## Text block
--- Begin ---

If there's a contest running to be the poster child for alternative lenders to small businesses, Noah Breslow, chief executive of OnDeck, wants to win it.

Now his company, which went public in December, is trying to make online lending to small businesses a mass-market phenomenon. It's a tall order, given the relatively small place online lenders occupy in the small-business financing universe--not to mention the barrage of criticism such companies, including OnDeck, have faced in recent months. Still, Breslow remains ambitious. 

"Alternative lending has gone mainstream," he told me last week, during a visit to the company's headquarters in Midtown New York City. "Our goal in the next five years is to become the leading small-business lender in the U.S., period."

Certainly OnDeck, which has loaned to 30,000 small businesses since 2007, has been on a tear lately. It originated $1.2 billion worth of loans in 2014, an increase of 152 percent from 2013.

OnDeck, an Inc. 5000 company, reported $158 million of gross revenue for 2014, an increase of 143 percent from 2013. After accounting for funding costs, OnDeck's net revenue nearly tripled, to $73 million for the same time period. It's still not profitable, like a lot of newly public tech companies, but its net losses fell by 23 percent year over year, to $18.7 million for the full year 2014.

Still, Breslow's in for a tough slog in a notoriously fragmented market. By dollar volume, banks do much more small-business lending than anyone else: Collectively they had about $700 billion in outstanding small-business loans, compared with $10 billion for online lenders, according to a July working paper by former Small Business Administration head Karen Mills, currently a senior fellow at Harvard Business School. 

And competition among the upstarts is stiff: Other online alternative financing companies include Lending Club, which went public right before OnDeck and which has also gotten into small-business loans; Kabbage; Biz2Credit; and PayPal, which launched working capital loans in 2013. 

There's also that lingering perception problem. OnDeck puts an online spin on a type of lending that has a downmarket reputation at best and a predatory reputation at worst, in part because of the high interest rates that alternative lenders often charge. The average OnDeck loan carries a steep 51.2 annual percentage rate--and that's down 10 percentage points from a year ago.

--- End ---

## Dataset records
--- Begin ---

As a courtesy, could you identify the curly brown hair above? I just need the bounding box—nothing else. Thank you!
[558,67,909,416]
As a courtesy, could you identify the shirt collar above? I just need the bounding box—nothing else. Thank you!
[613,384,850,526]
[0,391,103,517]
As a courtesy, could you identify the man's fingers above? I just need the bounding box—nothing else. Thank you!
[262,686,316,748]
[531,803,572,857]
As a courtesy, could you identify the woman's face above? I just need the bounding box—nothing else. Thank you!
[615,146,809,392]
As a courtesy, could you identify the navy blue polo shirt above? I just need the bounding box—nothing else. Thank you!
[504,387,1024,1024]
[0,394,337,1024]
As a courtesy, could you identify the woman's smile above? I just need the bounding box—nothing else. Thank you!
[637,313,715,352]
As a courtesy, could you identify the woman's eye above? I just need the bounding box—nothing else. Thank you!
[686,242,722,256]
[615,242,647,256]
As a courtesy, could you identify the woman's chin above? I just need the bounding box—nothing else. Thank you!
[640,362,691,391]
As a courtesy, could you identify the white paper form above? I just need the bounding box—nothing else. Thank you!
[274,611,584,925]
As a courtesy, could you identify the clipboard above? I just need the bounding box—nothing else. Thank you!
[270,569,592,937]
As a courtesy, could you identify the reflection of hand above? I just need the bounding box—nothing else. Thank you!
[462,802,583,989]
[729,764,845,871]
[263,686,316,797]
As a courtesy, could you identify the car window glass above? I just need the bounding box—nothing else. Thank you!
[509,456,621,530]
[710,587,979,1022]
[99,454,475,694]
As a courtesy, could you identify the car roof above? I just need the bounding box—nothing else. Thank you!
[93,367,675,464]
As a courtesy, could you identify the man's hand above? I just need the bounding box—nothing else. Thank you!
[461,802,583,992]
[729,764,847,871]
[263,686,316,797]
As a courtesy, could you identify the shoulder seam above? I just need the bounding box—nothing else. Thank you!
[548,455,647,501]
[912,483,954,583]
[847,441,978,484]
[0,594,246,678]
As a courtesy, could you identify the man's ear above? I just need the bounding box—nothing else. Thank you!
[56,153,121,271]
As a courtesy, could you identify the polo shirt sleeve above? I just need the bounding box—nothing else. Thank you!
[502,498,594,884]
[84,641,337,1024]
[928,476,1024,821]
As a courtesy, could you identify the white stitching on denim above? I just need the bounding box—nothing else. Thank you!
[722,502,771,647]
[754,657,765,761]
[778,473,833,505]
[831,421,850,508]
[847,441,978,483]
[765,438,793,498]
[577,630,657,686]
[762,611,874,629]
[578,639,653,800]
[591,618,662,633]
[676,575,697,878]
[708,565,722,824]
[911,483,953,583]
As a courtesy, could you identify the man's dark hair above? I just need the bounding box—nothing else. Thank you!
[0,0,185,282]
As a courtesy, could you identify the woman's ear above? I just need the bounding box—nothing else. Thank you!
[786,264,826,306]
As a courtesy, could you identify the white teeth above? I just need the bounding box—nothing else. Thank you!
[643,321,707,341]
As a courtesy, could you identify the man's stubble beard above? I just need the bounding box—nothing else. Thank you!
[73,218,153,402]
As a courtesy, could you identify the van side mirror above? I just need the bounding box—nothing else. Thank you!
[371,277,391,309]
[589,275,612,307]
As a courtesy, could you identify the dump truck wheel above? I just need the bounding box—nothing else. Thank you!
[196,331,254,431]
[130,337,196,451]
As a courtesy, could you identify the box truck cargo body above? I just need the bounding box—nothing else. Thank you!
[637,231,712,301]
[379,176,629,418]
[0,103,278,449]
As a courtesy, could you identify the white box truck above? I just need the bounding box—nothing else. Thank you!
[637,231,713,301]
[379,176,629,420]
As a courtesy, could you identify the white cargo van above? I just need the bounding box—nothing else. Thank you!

--- End ---

## Prompt 1
Answer these questions from the OnDeck article:
(a) In what month did OnDeck go public?
(b) To how many small businesses has OnDeck loaned since 2007?
(c) In what year did PayPal launch working capital loans?
## Prompt 2
Decide whether each statement agrees with the OnDeck article. Answer yes or no, and quote the words from the article that settle it.
(a) OnDeck's net revenue for 2014 was $73 million.
(b) OnDeck was profitable in 2014.
(c) The average APR on an OnDeck loan rose 10 percentage points from the year before.
## Prompt 3
Resume the OnDeck article after its final sentence and continue it.
The entries come from a source separate from the OnDeck article.

## Final answer 1
(a) December
(b) 30,000
(c) 2013

## Final answer 2
(a) Yes: "OnDeck's net revenue nearly tripled, to $73 million for the same time period."
(b) No: "It's still not profitable"
(c) No: "that's down 10 percentage points from a year ago"

## Final answer 3
And in a scathing report from November, Bloomberg BusinessWeek called OnDeck "payday lending for businesses," relying heavily on the services of less-than-scrupulous brokers.

Breslow claims that the article overstated the role of brokers in OnDeck's business, and says that he's trying to give alternative lenders a better reputation. 

"When we entered the market, nonbank business lending was like the Wild West," he says. "We started this company to become the blue chip alternative to the bank loan."

His timing, at least, is good. Since the financial crisis, small-business owners have loudly criticized traditional bank lenders for shutting off the loan spigots. Mills and other experts have noted with alarm the banks' tendency to focus on larger, more lucrative commercial loans at the expense of the smaller working capital loans most entrepreneurs need. 

During my recent visit, most of the company's 369 employees were hunkered down at row upon row of computer screens that are jammed into row upon row of long, high desks. The atmosphere was quiet, congenial, and intense--which also describes how OnDeck tries to recruit new customers.

"Small-business owners don't respond to cute in any of our marketing," says Andrea Gellert, the company's senior vice president of marketing. She adds that when OnDeck has tried to "jazz up" its direct marketing campaigns, business owners have tended not to respond.

Most of those customers have been in business, on average, seven and a half years and have $500,000 in annual revenue, Gellert says. Which begs the obvious question, why are these companies having such trouble getting loans?

For one thing, banks make it difficult, lending experts say, and they prefer businesses that have operated for at least two years, are profitable, and have assets that can be collateralized. Loans are also tied to profit or revenue agreements, and can be called in if those are breached. There's also the hassle factor: The process of getting a bank loan is time-consuming and paper-intensive, often taking weeks or months before funds arrive.

By contrast, OnDeck, which offers uncollateralized loans and lines of credit, can have money in a small business's account the same day, in many cases, and with almost none of the arduous terms associated with bank loans. Businesses must have a proven track record of revenue, usually a minimum of $100,000 for at least one year. Using a merchant cash-advance model, payments are deducted on a daily basis, and the loans are usually paid off within a year. (One key difference, OnDeck notes, is that it deducts a fixed dollar amount, as opposed to a daily percentage, typically charged by merchant cash-advance entities.)

Breslow notes he's also serving a well-defined financing gap. The average loan from top SBA bank lenders is nearly 10 times larger than OnDeck's average of $44,000, which is of a size the company has identified as the most underserved niche for small-business loans.

"These loans just weren't getting made," Breslow says.

That certainly was the experience of Tom Bernard, president and founder of ProCraft Interiors, a general contracting company in New York City. Bernard bootstrapped the startup in 2011, and then found he needed capital to take on larger jobs so ProCraft could grow. Getting bank money was a nonstarter, Bernard says, so he went to OnDeck. He qualified for a $60,000 loan, which allowed him to hire a project manager.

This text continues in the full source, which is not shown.